> WORK TO COMPLETE:
Find each line in the rows below that contains the string "request" and copy those lines out in full. Treat uppercase and lowercase letters as different.

========

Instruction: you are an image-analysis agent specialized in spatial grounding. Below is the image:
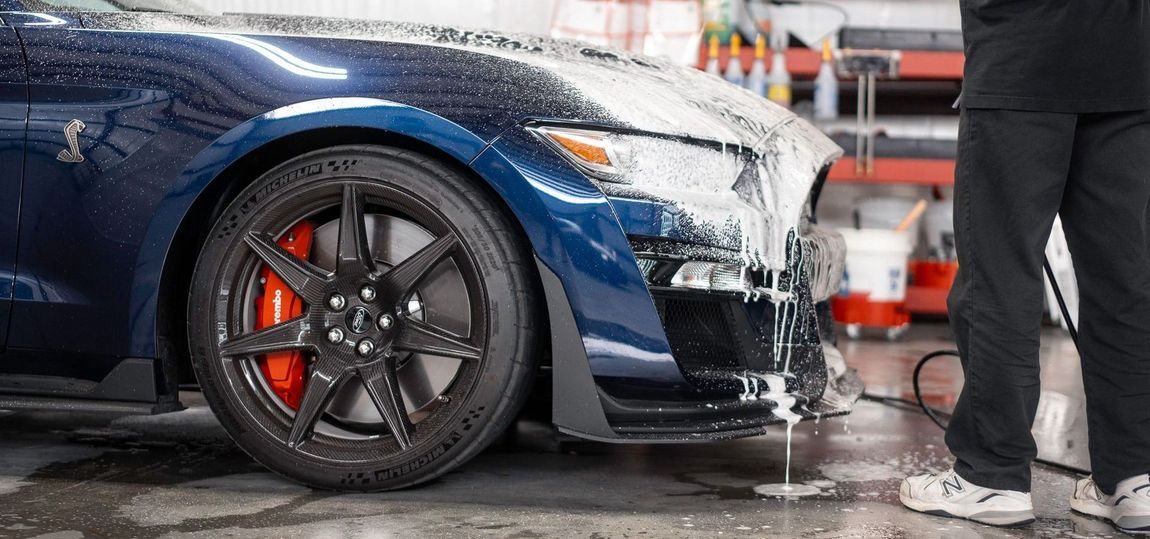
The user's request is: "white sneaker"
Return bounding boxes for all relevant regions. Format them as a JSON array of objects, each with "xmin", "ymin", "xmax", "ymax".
[
  {"xmin": 898, "ymin": 470, "xmax": 1034, "ymax": 528},
  {"xmin": 1071, "ymin": 476, "xmax": 1150, "ymax": 534}
]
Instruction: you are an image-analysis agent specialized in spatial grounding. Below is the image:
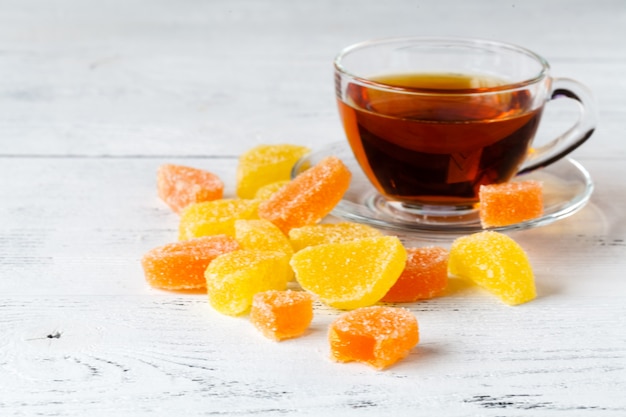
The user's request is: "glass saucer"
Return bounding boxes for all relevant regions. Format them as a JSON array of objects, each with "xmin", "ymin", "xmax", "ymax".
[{"xmin": 292, "ymin": 142, "xmax": 593, "ymax": 237}]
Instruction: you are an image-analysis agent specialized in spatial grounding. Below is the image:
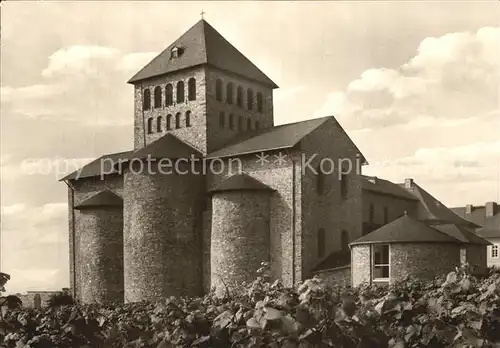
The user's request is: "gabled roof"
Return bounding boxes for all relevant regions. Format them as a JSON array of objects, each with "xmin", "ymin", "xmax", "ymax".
[
  {"xmin": 431, "ymin": 224, "xmax": 491, "ymax": 245},
  {"xmin": 135, "ymin": 133, "xmax": 202, "ymax": 159},
  {"xmin": 361, "ymin": 175, "xmax": 418, "ymax": 201},
  {"xmin": 59, "ymin": 151, "xmax": 133, "ymax": 181},
  {"xmin": 207, "ymin": 116, "xmax": 366, "ymax": 163},
  {"xmin": 350, "ymin": 215, "xmax": 461, "ymax": 245},
  {"xmin": 401, "ymin": 183, "xmax": 479, "ymax": 227},
  {"xmin": 477, "ymin": 213, "xmax": 500, "ymax": 238},
  {"xmin": 75, "ymin": 190, "xmax": 123, "ymax": 210},
  {"xmin": 209, "ymin": 173, "xmax": 274, "ymax": 193},
  {"xmin": 128, "ymin": 19, "xmax": 278, "ymax": 88}
]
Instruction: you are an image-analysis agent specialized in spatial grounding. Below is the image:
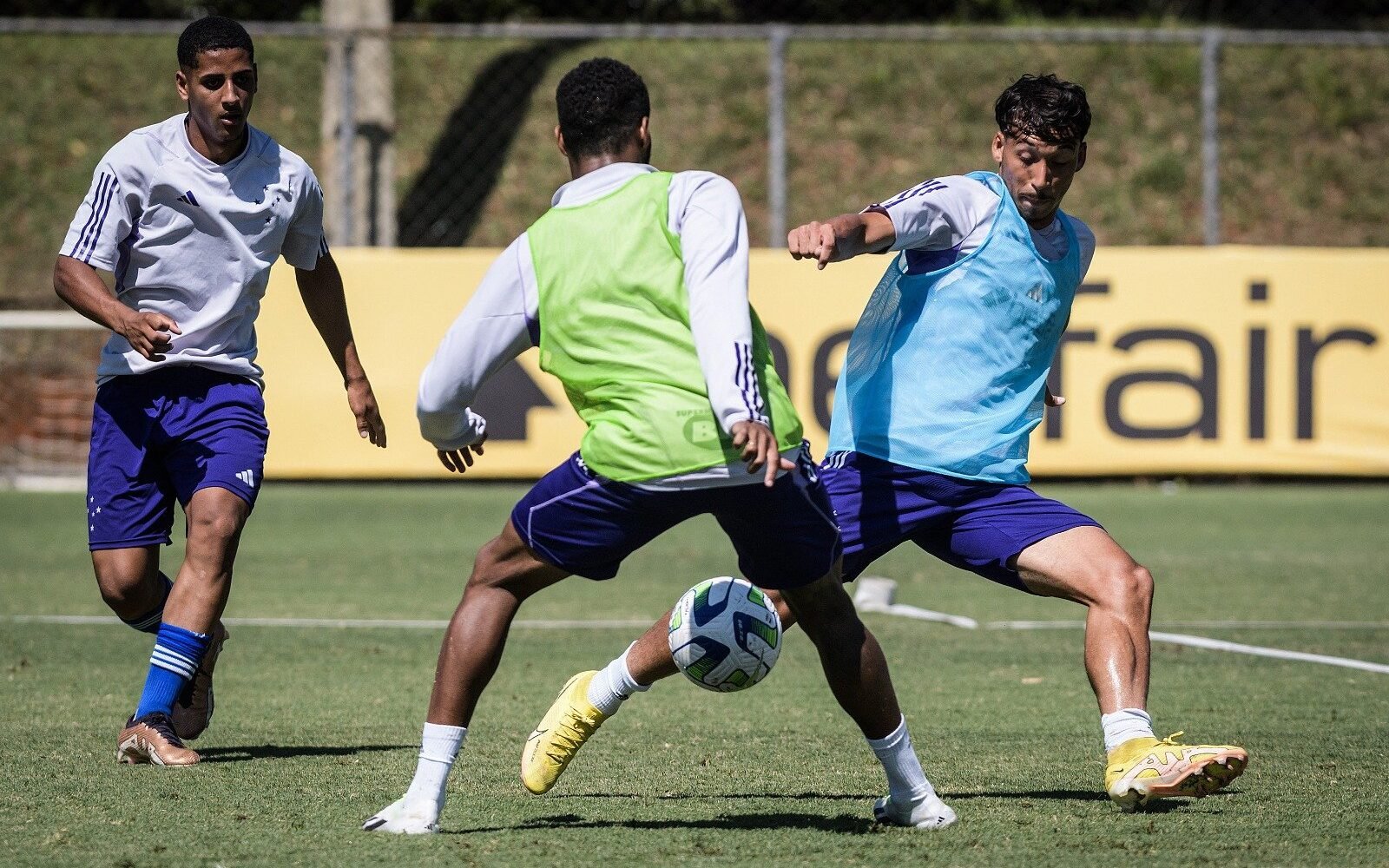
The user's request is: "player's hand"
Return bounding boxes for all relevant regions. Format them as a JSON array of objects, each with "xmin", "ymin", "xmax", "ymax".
[
  {"xmin": 115, "ymin": 311, "xmax": 183, "ymax": 361},
  {"xmin": 787, "ymin": 220, "xmax": 839, "ymax": 269},
  {"xmin": 347, "ymin": 377, "xmax": 386, "ymax": 449},
  {"xmin": 734, "ymin": 419, "xmax": 796, "ymax": 488},
  {"xmin": 438, "ymin": 437, "xmax": 486, "ymax": 474}
]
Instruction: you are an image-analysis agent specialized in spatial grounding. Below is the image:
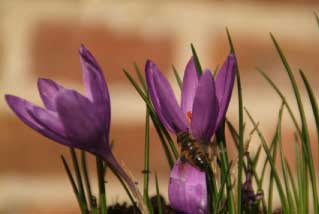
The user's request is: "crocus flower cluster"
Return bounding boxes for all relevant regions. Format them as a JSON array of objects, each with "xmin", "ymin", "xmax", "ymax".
[
  {"xmin": 145, "ymin": 54, "xmax": 236, "ymax": 213},
  {"xmin": 5, "ymin": 45, "xmax": 143, "ymax": 212}
]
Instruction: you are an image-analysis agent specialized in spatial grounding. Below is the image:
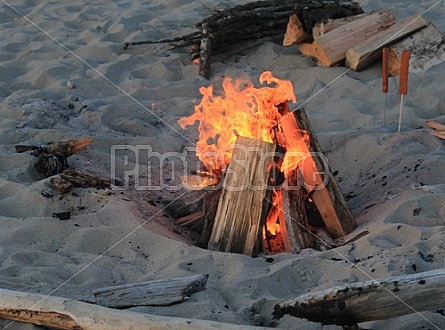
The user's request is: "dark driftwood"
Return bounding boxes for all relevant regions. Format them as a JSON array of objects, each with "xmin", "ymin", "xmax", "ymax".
[
  {"xmin": 93, "ymin": 274, "xmax": 209, "ymax": 308},
  {"xmin": 15, "ymin": 138, "xmax": 93, "ymax": 157},
  {"xmin": 124, "ymin": 0, "xmax": 363, "ymax": 78},
  {"xmin": 273, "ymin": 269, "xmax": 445, "ymax": 325},
  {"xmin": 283, "ymin": 0, "xmax": 363, "ymax": 46},
  {"xmin": 294, "ymin": 108, "xmax": 357, "ymax": 238}
]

========

> RESPONSE BELOW:
The user's request is: "white sneaker"
The user's request is: "glass saucer"
The user's request is: "gabled roof"
The user's request is: "player's hand"
The user's request is: "crocus flower cluster"
The user's request is: "dark driftwood"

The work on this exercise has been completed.